*ENTRIES PROVIDED*.
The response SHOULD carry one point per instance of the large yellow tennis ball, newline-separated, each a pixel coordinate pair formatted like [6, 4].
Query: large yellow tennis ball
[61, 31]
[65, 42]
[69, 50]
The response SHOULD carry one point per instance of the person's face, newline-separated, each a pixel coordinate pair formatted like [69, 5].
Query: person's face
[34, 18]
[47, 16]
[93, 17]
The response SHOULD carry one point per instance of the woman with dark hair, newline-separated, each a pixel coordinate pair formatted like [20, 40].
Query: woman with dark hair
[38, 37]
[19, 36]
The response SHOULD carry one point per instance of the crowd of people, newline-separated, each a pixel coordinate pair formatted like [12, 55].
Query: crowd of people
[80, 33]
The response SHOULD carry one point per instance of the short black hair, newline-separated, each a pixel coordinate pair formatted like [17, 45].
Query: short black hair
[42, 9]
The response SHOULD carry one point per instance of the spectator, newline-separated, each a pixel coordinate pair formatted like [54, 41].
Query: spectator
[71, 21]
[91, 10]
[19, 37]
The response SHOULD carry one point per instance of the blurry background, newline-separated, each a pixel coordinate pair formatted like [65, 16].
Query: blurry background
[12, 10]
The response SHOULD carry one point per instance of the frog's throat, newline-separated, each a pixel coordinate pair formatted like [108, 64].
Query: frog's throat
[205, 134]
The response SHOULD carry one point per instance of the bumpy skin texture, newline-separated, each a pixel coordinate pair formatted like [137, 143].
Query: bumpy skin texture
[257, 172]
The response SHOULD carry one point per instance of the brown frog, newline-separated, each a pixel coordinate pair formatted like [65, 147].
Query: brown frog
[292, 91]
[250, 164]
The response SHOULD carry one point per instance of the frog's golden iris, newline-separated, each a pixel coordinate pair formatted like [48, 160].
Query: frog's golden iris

*WRITTEN EXERCISE*. Please present all of the records above as a numbered list, one line per item, with blank lines left out.

*RESULT OF THIS TASK*.
1. The response SHOULD carry one point per instance of the large yellow tennis ball, newline-separated, each a pixel coordinate pair formatted like [6, 4].
2. Query: large yellow tennis ball
3. [61, 31]
4. [65, 42]
5. [69, 50]
6. The response SHOULD carry one point per instance of the person's face, newline-separated, each a pixel coordinate pair formatted like [69, 5].
7. Query: person's face
8. [34, 18]
9. [47, 16]
10. [93, 17]
11. The response SHOULD carry one point per instance of the woman with dark hair, newline-separated, each a pixel coordinate pair formatted like [20, 40].
12. Query: woman with dark hair
13. [38, 37]
14. [19, 36]
15. The response SHOULD carry one point per instance of the crowd of people, newline-separated, each a pixel coordinate pair formatted like [12, 55].
16. Query: crowd of people
17. [80, 33]
18. The response SHOULD carry one point per instance of the short black hair, newline-separated, each a pixel coordinate pair formatted like [17, 45].
19. Query: short black hair
20. [42, 9]
21. The response SHOULD carry one point per instance of the spectator, newline-separated, each a pixel coordinate pair formatted like [54, 41].
22. Query: spectator
23. [71, 21]
24. [91, 10]
25. [19, 37]
26. The response SHOULD carry one point per instance of the blurry background, newline-separated, each a pixel coordinate pair formatted like [65, 16].
27. Query: blurry background
28. [12, 10]
29. The response SHOULD carry one point per instance of the frog's throat, newline-separated, each a pixel coordinate pair formatted like [108, 64].
30. Query: frog's throat
31. [205, 134]
32. The response SHOULD carry one point per instance of the bumpy skin texture, newline-separated, each a pixel coordinate pair formatted like [137, 143].
33. Query: bumpy skin texture
34. [257, 172]
35. The response SHOULD carry one point per instance of the brown frog, newline-separated, each a pixel coordinate pair formatted like [65, 147].
36. Query: brown frog
37. [292, 91]
38. [250, 164]
39. The response SHOULD carry one point per instance of the frog's golden iris, newline-separated, each a pixel coordinate pair formatted like [48, 160].
40. Query: frog's golden iris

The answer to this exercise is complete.